▸ Auszug
◇ ◇ ◇
Ich bezog mich nicht darauf, was wir davon halten, dass der Süchtige seine Sucht befriedigt, sondern auf die Beweggründe des Süchtigen. Deshalb sah ich keine Moral im Spiel.
Passt ja auch, ich sah nur seitens Soraya die Begriffe rational-irrational mit gut-schlecht im moralischen Kontext vermischt.
Dem Drogensüchtigen ist vermutlich seine Gesundheit genauso wichtig, wie jedem anderen auch, seine körperliche Abhängigkeit hindert ihn jedoch daran, auf seine Gesundheit Rücksicht zu nehmen. Er wäre gern vernünftig, aber er kann es nicht.
"Er wäre gerne vernünftig" bringt das Problem, das ich bei dir sehe, auf den Punkt.
Wieso ist es vernünftiger, lange und gesund zu leben als kurz und in Saus und Braus ?
Du magst es für vernünftiger halten, aber du wertest ja nach deinen persönlichen Maßstäben. Deine Maßstäbe müssen aber für niemand anderen Relevanz haben.
Und wie vernünftig wäre es, nach den Maßstäben eines anderen zu leben ?
Vernünftig ist ein Drogenfreies Leben, wenn man die Vorteile so eines Lebens höher bewertet als die Nachteile. Diese Abwägung muss aber ein jeder für sich selbst treffen.
Was vernünftig erscheint oder nicht, hängt von der Perspektive und von den Prioritäten ab.
Es kann sowohl vernünftig sein, sein ganzes Geld immer sofort auszugeben, aber es kann auch vernünftig sein, sparsam zu sein.
Beide Wege haben Vor- und Nachteile. Wer sein Geld immer gleich ausgibt hat den Vorteil, dass er kein Geld ungenutzt lässt. Aber er läuft Gefahr keines zu haben, wenn er mal dringend eines braucht. Wer spart hat zwar immer einen Sicherheitspolster läuft aber Gefahr, dass er eines Tages mal stirbt und daher nie dazu gekommen ist, das gesparte Geld auszugeben. Je nachdem, was einem wichtiger ist, ist mal das Eine, mal das Andere vernünftiger.
◇ ◇ ◇
▸ Übungsmaterial
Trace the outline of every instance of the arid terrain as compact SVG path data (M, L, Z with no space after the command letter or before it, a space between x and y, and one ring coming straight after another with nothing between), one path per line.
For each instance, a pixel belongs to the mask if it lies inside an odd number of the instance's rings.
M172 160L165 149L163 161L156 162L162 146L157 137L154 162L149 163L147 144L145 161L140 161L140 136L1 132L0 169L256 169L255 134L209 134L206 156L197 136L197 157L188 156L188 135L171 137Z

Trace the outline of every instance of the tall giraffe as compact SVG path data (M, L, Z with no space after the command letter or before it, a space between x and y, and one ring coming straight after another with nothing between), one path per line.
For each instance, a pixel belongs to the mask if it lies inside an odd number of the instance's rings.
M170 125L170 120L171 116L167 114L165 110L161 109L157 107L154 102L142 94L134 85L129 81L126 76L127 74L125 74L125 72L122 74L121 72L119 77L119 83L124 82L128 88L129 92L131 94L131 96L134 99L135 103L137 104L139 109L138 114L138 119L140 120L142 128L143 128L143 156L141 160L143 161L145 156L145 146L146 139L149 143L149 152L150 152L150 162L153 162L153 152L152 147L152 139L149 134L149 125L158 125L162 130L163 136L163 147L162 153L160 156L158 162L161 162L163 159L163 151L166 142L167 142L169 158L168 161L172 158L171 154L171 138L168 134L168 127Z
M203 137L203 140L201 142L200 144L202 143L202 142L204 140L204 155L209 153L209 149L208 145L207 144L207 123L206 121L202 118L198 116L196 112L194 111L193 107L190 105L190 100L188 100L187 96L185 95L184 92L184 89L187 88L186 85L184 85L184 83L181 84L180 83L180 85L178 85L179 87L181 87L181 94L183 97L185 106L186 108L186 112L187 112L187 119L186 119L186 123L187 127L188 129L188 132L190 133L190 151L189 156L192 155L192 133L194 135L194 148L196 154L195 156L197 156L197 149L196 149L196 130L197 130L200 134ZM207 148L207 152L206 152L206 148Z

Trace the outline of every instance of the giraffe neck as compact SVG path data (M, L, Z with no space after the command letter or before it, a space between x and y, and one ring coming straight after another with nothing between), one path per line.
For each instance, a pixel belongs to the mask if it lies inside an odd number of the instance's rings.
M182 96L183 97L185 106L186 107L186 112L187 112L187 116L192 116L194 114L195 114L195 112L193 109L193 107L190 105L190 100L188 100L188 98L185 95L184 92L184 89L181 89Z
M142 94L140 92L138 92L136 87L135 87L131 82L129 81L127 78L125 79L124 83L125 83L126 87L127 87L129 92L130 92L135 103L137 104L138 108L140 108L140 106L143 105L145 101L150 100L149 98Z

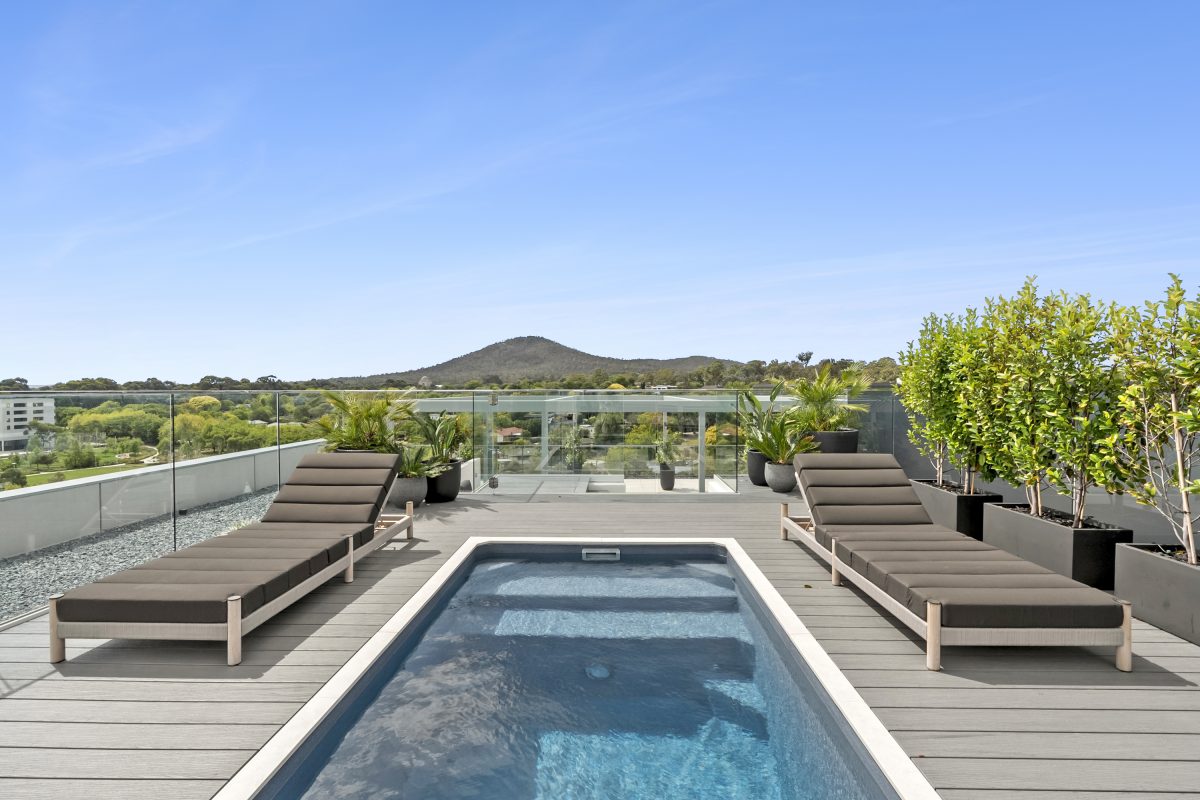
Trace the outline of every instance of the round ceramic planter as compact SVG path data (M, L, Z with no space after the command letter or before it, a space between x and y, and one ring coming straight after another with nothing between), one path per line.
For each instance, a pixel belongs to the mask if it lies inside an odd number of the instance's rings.
M659 486L662 487L664 492L670 492L674 488L674 467L659 464Z
M796 468L791 464L772 464L768 462L766 473L767 486L770 487L772 492L782 494L796 488Z
M414 506L419 506L428 491L428 482L424 477L397 477L396 482L391 485L388 501L398 509L403 509L409 500L413 501Z
M755 486L767 486L767 457L757 450L746 450L746 477Z
M458 491L462 488L462 462L455 458L450 462L450 469L425 479L425 482L426 503L450 503L458 497Z
M821 452L858 452L858 431L854 428L812 431L808 435L812 437Z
◇ ◇ ◇
▸ Schriftliche Aufgabe 1
Warum kann Sparsamkeit laut dem Auszug über Vernunft unvernünftig sein? Antworte in ein bis drei Sätzen.
▸ Schriftliche Aufgabe 2
Schreib bitte die Datensätze ab der Zeile mit „Trace the outline of every instance of the tall“ bis einschließlich der Zeile mit „M170 125L170 120L171“ in eine zweispaltige CSV um: prompt enthält jeweils den Anweisungstext, target die zugehörige Antwort. Setze jedes Feld in Anführungszeichen und ersetze Zeilenumbrüche durch Leerzeichen.

▸ Vollständige Antwort 1
Wer spart, hat zwar immer ein Sicherheitspolster. Er läuft aber Gefahr, eines Tages zu sterben, ohne das gesparte Geld je ausgegeben zu haben. Welcher Weg vernünftiger ist, hängt davon ab, was einem wichtiger ist.

▸ Vollständige Antwort 2
prompt,target
"Trace the outline of every instance of the tall giraffe as compact SVG path data (M, L, Z with no space after the command letter or before it, a space between x and y, and one ring coming straight after another with nothing between), one path per line. For each instance, a pixel belongs to the mask if it lies inside an odd number of the instance's rings.","M170 125L170 120L171 116L167 114L165 110L161 109L157 107L154 102L142 94L134 85L129 81L126 76L127 74L125 74L125 72L122 74L121 72L119 77L119 83L124 82L128 88L129 92L131 94L131 96L134 99L135 103L137 104L139 109L138 114L138 119L140 120L142 128L143 128L143 156L141 160L143 161L145 156L145 146L146 139L149 143L149 152L150 152L150 162L153 162L153 152L152 147L152 139L149 134L149 125L158 125L162 130L163 136L163 147L162 153L160 156L158 162L161 162L163 159L163 151L166 142L167 142L169 158L168 161L172 158L171 154L171 138L168 134L168 127Z"